Copy out the listing below word for word, leaving out the pictures.
— Begin Given records —
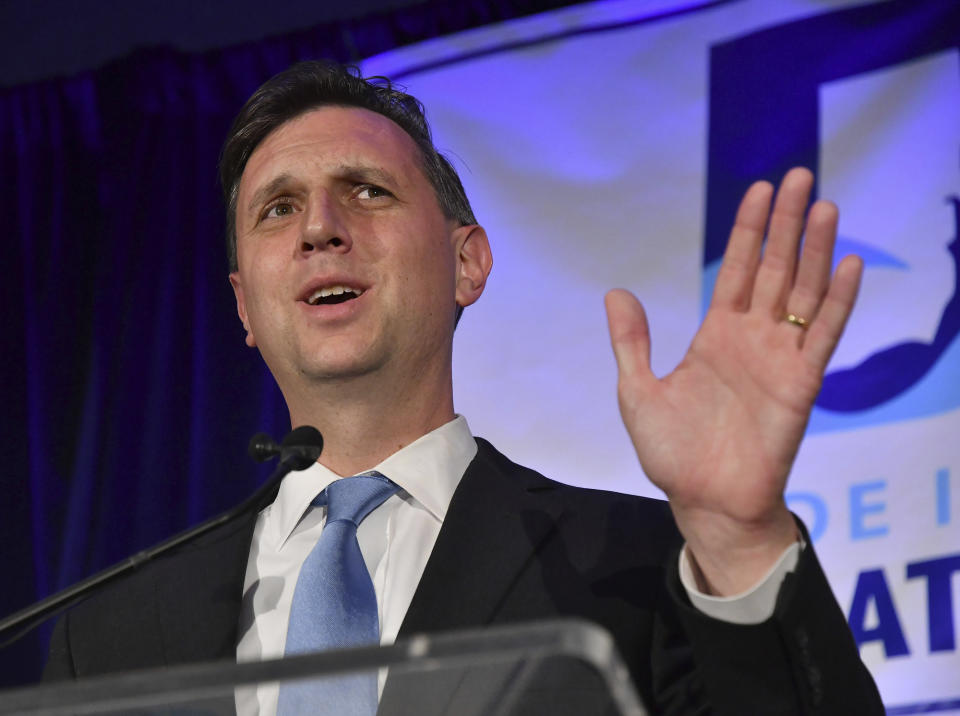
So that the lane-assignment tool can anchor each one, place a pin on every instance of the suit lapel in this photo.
(200, 594)
(499, 515)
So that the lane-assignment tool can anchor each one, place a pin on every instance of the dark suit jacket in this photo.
(516, 546)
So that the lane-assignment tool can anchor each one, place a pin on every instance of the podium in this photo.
(552, 667)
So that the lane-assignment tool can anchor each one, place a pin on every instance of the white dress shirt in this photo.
(396, 540)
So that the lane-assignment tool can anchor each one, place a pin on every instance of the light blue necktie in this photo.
(334, 604)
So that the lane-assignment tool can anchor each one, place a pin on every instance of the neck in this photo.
(363, 421)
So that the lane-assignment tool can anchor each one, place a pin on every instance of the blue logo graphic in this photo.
(764, 119)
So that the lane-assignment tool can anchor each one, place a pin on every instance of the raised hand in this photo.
(720, 433)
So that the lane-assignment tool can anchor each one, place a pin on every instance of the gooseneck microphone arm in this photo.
(299, 449)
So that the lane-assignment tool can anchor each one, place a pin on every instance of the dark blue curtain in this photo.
(128, 394)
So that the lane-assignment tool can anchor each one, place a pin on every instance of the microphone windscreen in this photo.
(302, 447)
(262, 447)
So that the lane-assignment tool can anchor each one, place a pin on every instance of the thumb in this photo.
(629, 336)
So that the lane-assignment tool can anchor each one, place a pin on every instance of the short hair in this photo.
(309, 85)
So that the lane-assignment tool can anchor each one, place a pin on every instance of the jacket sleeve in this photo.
(803, 660)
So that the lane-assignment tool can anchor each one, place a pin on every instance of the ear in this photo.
(242, 307)
(474, 261)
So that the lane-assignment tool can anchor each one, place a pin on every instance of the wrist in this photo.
(729, 557)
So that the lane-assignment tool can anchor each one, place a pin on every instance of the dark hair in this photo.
(309, 85)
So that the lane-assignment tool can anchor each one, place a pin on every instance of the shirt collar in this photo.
(428, 470)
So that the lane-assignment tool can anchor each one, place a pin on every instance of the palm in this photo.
(719, 434)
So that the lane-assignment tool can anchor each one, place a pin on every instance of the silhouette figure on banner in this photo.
(888, 373)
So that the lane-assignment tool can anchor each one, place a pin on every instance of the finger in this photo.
(828, 325)
(739, 266)
(776, 273)
(629, 336)
(816, 260)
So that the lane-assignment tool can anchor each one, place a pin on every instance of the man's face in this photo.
(346, 261)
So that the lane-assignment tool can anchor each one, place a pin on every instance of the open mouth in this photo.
(333, 294)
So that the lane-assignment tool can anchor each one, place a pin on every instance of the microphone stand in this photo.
(292, 457)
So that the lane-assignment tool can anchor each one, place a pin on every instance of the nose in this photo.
(324, 227)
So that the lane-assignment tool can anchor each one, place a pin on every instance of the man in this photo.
(353, 251)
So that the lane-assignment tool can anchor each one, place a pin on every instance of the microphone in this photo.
(298, 450)
(302, 445)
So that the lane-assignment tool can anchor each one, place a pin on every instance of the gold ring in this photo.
(798, 321)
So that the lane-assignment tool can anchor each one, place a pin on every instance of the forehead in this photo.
(330, 137)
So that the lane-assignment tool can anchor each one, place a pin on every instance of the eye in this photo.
(371, 191)
(278, 209)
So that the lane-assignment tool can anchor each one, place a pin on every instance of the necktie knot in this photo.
(351, 499)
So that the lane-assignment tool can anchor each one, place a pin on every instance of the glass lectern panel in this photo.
(555, 668)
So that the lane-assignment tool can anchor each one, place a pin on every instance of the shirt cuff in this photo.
(751, 607)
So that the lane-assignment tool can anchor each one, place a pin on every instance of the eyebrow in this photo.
(363, 173)
(358, 173)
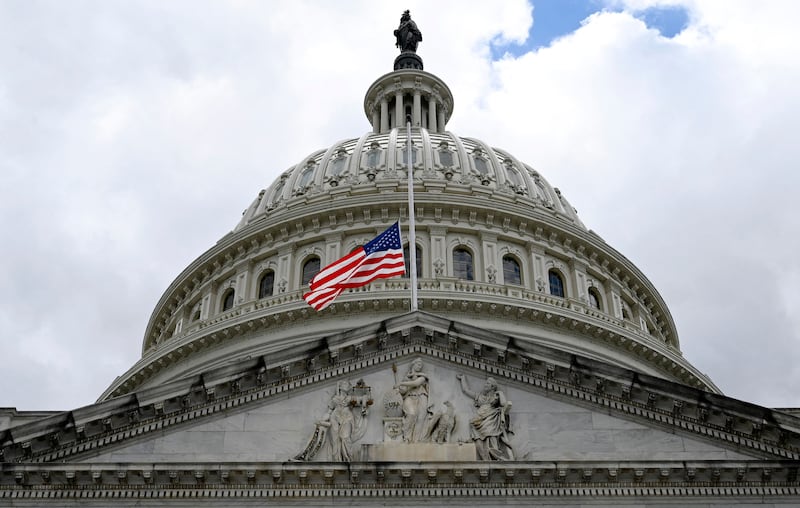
— End Given records —
Result below:
So that the lane-assignment tool can anchor each one, place a pin on every instance of the suit lapel in this photo.
(200, 594)
(499, 515)
So that the lane-assignment tool can anchor each one, place a pin on every instance of the dark suit jacket in this photo.
(516, 546)
So that the lane-assignment tool can anchor each one, place a pin on every instance of the podium in this photo.
(552, 667)
So that the lane-assignment tool can anchor each one, place a pin on every instance of the white dress shirt in this photo.
(396, 540)
So that the lane-assignment tool can anchor each one, place a pin on every instance of the light blue necktie in this photo.
(334, 604)
So that the lane-assignment tool can anchor each one, place a pin on every instance of the neck in this photo.
(363, 421)
So that the lane-assignment tool can anchor each one, place a pin on every instance of the blue logo graphic in this photo.
(764, 119)
So that the lane-assignment tool can anchor each one, place a pin on every instance of the raised hand in this photo.
(720, 433)
So that the lane-assignment tool can anchor each one, place a pin on every instance of the gooseneck microphone arm in this photo.
(299, 449)
So that the lane-assignment tool can anchor each one, place a pin on every instance of the dark blue curtain in this photo.
(128, 394)
So that the lane-assignment tool can anchor each one, place a pin on every instance of the microphone windscreen in this photo.
(302, 447)
(262, 447)
So that the lane-assignment tool can anchor each one, place a pin on every instance of the thumb in this photo.
(629, 336)
So that the lane-assignment tool can anchor each one, place a pin on every instance of the short hair in this photo.
(309, 85)
So that the lane-assignment tool can anchor each one, place a pin on every instance of the jacket sleeve in this photo.
(803, 660)
So that the lane-assignment tool can anchor each one, place a pin on every instance of the ear in this photo.
(242, 307)
(474, 261)
So that the lane-assignment tool can anchor each one, place a pin on every instance of the wrist in this photo.
(729, 557)
So that the lane-assignment tool can anchor each one, place a pin on every instance of the dark hair in this photo.
(309, 85)
So that the lane-assignment tool can anchor each one, place a pin on every instance of the shirt collar in this photo.
(428, 470)
So that the lane-assignment tool can anchor each one, place a pin on every instance of the palm in this photo.
(719, 434)
So that the lane-assignment tool can anchor each one, place a pin on every instance of the silhouette figure on banner in this photo.
(888, 373)
So that the lane-assignment tool can anchor each one, place a pin on every instance of the finger in this photo.
(828, 325)
(739, 266)
(776, 273)
(629, 336)
(816, 260)
So that the lane-assignment tool can anchor each one, place a pin on every instance of the man's face in this photo.
(346, 261)
So that the lane-assignment tool can anchor each one, place a pin on every instance of the open mouth in this photo.
(333, 294)
So that the lane-assignment tool can anchor each one, place a pin on every instance of the microphone stand in this photo.
(292, 457)
So that the lane-assignment tool can anchor each one, place a pin on every instance of the nose in this photo.
(324, 227)
So that the lane-assignment tool can anchor each one, place a pin on every instance of the man in this photo.
(353, 251)
So that the lane-assignment tool can anchor each one, place a pin on every instance of the microphone in this photo.
(298, 450)
(302, 445)
So that the lane-assignment tool can anchor each one, place a pin on every instance of the gold ring in this photo.
(798, 321)
So that the lane-assignment tool can anchor each one, place a pin on every instance of the forehead in this photo.
(330, 137)
So that the lane-assignment tool can anchor each one, place a pin on every instance of the eye in this photo.
(371, 191)
(278, 209)
So that the lane-assignment tool can anchor each one, place a pin on every instance of the necktie knot in this photo.
(351, 499)
So that the lane-assignment tool can anchor each one, place a pin on every instance of the glass lectern panel in this photo.
(555, 668)
So that the lane-assignment tool can anchor each one, place a pin on every instance of the shirt cuff in this photo.
(751, 607)
So that the lane-assignment tool can anchor each one, place a pin on every instance of the eyebrow in this photo.
(363, 173)
(358, 173)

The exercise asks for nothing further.